§ SHORT EXERCISE:
Retype the passage of the blog page below from "Saints Cosmas &" to "and motivations, too.", keeping every word and punctuation mark unchanged.

§ PAGE:
Saints Cosmas & Damian
The reformed calendar makes today the feast of Saints Cosmas and Damian. Their traditional feast day is tomorrow, but the reformers stuck St. Vincent de Paul on tomorrow's date, so they moved Cosmas & Damian to today. Really, aside from moving a few saints to the verified dates of their deaths (and of what real importance was that?) the reformers showed about as much sensitivity to popular piety as the French revolutionaries, and from some of the same sensibilities and motivations, too.

These early 4th century physicians served the poor of Syria without fee for the glory of Christ. They also preached, and won many converts to the Faith. During the persecution of Diocletian, they were brought to the magistrate, who demanded that they renounce Christ. They refused, and were tortured and beheaded. They were buried at Cyr. Later, when the Emporer Justinian was ill, he was cured through the intercession of Cosmas & Damian. He promoted their cult, so that they are remembered in the canon of the Mass today.

John Chapman
We know him better as Johnny Appleseed. He was a real person, and was born on this date in 1774.

Warning: Light Blogging Ahead
We have in-laws coming in from the Left Coast today, so blogging today, tomorrow, Saturday and Sunday will be light and sporadic. I may get a chance to post a few items here and there. But a full schedule of blogging won't be on until Monday.

Wednesday, September 25, 2002

Be A Part Of It
I have been hearing radio ads for a week or so sponsored by one or more Jewish groups advertising that in the near future, local Jews will come together to study Hebrew. The program is called Read Across America, and its jingle is Be A Part Of It. This is a great idea. Few American Jews know much Hebrew, yet Hebrew is the language of the Old Testament, the Talmud, and most Jewish prayers. It is a vital part of the religious heritage of Jews the world over, and part of the religious and cultural heritage of the West.

Now I have no illusions that this program will create a renaissance of Hebrew studies, or that it will produce Hebrew scholars by the bushel. But I still think it is a good thing to bring Jews together to study their heritage. I want to see Hebraic Studies advanced, as a deeper understanding of Hebrew available to scholars enhances our knowledge of the part of Sacred Scripture in that language and of the historical context of the time in which the foundation of the Faith was laid.

Wouldn't it be a wonderful thing, also if Catholic people came together at night to study Latin? If groups just learned the Pater Noster, the Agnus Dei, the Salve Regina, the Ave Maria, the Gloria, and the Sanctus it would go some way toward stimulating interest in the heritage of the Latin West and the traditional liturgy. The sad thing is, the concept smacks of an Irish "hedge school", where scholars passed on a limited curriculum in secret in the face of official persecution.

Classical learning has fallen upon hard times in the West. When I was in school, Latin was enjoying a small comeback. That has waned. Greek is virtually non-existent below the college level. With the decline of the study of Latin has come, of course, a reduction in reading of classical authors, even in translation. Where are young people translating Cicero, Caesar, Vergil, Ovid, Plutarch, Livy, and Horace today, let alone the Greek classics? Even in my school days, all we did was translate little snippets. It took almost an entire year to work through Book I of the Gallic War. We did the Aeneid in small, scattered parts. We spent the better part of a semester in college translating Nepos' Life of Atticus. We never touched Ovid, Horace, Livy, Juvenal, or Plutarch in any serious way. We didn't get nearly as much familiarity with Latin as students 50 years before us got. Still it is so much more than students today get.

§ PROVIDED RECORDS:

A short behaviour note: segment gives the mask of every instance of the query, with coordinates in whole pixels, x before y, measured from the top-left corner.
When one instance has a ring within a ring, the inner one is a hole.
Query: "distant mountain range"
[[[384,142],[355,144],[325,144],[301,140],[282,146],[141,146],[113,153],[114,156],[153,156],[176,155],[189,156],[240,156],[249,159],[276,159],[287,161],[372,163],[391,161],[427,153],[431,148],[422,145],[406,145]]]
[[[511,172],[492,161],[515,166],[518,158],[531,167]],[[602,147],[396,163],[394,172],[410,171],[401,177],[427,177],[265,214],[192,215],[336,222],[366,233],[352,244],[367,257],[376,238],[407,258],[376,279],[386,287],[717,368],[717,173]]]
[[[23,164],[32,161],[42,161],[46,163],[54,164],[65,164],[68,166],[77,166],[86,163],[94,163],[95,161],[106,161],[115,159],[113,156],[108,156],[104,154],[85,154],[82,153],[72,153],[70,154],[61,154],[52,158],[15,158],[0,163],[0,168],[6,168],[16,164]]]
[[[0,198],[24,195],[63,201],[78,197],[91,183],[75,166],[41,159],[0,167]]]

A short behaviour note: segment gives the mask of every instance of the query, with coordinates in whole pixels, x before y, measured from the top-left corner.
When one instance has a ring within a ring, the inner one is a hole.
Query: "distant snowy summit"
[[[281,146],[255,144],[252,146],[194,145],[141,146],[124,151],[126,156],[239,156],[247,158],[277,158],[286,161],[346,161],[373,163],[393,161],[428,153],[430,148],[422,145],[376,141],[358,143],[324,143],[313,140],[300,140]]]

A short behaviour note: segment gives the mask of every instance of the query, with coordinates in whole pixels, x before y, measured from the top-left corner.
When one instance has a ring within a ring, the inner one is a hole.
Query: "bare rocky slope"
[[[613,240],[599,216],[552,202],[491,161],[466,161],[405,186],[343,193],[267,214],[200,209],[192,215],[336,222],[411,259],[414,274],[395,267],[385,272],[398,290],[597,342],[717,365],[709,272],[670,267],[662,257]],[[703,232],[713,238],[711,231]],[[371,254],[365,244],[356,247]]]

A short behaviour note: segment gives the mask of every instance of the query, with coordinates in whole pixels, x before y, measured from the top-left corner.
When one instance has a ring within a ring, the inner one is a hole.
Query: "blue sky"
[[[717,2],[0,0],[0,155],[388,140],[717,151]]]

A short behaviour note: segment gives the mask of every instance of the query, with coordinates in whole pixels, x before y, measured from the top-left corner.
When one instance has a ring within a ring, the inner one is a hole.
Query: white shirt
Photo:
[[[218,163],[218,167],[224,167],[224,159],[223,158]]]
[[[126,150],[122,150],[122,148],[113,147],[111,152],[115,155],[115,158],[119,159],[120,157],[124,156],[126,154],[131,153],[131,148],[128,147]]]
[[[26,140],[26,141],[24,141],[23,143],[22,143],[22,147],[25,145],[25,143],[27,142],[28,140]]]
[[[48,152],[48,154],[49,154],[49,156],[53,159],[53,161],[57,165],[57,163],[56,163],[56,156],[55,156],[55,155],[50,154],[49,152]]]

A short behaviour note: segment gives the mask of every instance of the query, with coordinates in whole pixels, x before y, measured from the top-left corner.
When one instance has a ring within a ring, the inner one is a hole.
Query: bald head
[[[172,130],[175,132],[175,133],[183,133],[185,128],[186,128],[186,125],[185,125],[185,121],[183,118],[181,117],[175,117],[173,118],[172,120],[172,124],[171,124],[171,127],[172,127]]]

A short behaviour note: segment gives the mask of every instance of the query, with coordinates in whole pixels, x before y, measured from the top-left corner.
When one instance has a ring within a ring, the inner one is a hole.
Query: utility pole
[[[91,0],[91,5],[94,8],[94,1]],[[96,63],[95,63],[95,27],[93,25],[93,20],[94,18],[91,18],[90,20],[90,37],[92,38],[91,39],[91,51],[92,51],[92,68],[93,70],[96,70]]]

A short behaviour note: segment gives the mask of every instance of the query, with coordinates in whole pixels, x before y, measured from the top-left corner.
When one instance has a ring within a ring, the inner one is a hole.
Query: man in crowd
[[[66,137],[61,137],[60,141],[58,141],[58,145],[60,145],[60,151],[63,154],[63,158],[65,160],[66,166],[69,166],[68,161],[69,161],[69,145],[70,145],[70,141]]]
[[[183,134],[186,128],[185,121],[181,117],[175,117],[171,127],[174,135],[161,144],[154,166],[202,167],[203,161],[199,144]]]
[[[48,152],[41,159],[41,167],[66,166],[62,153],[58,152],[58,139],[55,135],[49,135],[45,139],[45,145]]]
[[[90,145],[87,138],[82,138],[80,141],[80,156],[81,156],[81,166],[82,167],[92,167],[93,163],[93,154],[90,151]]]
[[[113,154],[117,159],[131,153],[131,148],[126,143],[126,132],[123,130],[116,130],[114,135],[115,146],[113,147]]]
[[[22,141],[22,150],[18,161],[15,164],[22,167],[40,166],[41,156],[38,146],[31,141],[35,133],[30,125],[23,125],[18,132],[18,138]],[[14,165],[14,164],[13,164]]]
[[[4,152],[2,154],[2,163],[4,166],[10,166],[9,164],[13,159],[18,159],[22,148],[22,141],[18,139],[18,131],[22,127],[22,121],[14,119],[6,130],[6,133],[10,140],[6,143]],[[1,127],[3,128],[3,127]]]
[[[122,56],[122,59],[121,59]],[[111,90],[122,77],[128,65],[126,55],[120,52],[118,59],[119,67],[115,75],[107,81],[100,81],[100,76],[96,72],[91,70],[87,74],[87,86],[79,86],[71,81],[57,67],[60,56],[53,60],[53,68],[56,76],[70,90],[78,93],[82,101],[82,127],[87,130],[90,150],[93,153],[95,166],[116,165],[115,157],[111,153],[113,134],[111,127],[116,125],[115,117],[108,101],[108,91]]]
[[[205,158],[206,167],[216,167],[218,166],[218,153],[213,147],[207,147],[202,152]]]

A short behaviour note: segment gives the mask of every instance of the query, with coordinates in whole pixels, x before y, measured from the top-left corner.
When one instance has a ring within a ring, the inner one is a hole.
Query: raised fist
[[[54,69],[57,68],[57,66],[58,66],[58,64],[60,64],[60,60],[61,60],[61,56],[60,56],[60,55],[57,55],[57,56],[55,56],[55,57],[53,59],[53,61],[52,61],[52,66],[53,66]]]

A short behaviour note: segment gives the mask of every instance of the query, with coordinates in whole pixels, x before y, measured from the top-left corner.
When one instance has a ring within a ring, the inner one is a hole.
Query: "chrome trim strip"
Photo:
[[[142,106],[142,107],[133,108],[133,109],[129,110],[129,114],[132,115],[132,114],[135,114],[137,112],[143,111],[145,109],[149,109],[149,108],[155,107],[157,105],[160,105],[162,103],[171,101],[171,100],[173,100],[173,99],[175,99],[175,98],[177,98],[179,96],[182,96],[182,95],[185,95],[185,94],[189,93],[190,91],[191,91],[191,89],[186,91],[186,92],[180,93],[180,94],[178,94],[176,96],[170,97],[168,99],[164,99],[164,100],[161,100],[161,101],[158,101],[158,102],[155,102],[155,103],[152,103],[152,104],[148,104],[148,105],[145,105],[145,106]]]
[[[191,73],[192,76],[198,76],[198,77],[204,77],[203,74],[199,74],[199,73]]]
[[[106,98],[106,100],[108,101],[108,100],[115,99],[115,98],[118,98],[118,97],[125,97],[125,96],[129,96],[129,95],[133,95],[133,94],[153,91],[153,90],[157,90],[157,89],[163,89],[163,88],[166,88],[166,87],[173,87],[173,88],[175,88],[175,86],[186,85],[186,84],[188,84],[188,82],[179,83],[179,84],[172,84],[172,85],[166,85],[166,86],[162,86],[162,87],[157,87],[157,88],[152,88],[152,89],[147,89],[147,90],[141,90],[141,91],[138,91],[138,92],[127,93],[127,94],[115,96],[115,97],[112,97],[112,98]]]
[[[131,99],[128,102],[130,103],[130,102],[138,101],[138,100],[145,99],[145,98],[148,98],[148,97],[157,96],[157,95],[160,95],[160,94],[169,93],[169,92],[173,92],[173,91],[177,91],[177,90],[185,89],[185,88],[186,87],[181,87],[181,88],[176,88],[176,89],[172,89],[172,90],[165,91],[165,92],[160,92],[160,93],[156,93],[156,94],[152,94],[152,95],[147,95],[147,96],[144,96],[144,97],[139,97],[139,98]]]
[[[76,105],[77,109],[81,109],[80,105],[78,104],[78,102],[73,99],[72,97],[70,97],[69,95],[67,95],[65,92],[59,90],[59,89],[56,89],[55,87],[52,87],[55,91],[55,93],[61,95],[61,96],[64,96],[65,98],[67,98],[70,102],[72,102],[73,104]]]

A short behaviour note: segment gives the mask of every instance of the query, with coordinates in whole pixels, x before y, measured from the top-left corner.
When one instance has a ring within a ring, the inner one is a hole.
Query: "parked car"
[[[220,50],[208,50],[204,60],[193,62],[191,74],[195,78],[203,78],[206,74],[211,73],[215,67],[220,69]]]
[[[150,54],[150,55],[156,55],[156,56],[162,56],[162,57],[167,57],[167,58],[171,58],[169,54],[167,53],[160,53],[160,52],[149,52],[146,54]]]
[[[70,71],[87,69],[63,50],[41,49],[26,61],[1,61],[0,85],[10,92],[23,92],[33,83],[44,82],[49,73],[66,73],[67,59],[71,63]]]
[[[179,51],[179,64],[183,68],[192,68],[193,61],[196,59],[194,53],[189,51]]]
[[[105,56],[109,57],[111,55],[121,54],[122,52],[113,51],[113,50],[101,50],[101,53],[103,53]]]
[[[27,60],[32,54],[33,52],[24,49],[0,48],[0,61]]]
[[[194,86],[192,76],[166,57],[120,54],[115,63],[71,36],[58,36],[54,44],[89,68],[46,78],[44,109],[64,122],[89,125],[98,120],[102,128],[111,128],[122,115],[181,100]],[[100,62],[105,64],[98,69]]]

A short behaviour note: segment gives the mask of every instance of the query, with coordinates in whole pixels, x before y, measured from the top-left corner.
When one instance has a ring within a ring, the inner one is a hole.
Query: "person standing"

§ FINAL RESULT:
Saints Cosmas & Damian
The reformed calendar makes today the feast of Saints Cosmas and Damian. Their traditional feast day is tomorrow, but the reformers stuck St. Vincent de Paul on tomorrow's date, so they moved Cosmas & Damian to today. Really, aside from moving a few saints to the verified dates of their deaths (and of what real importance was that?) the reformers showed about as much sensitivity to popular piety as the French revolutionaries, and from some of the same sensibilities and motivations, too.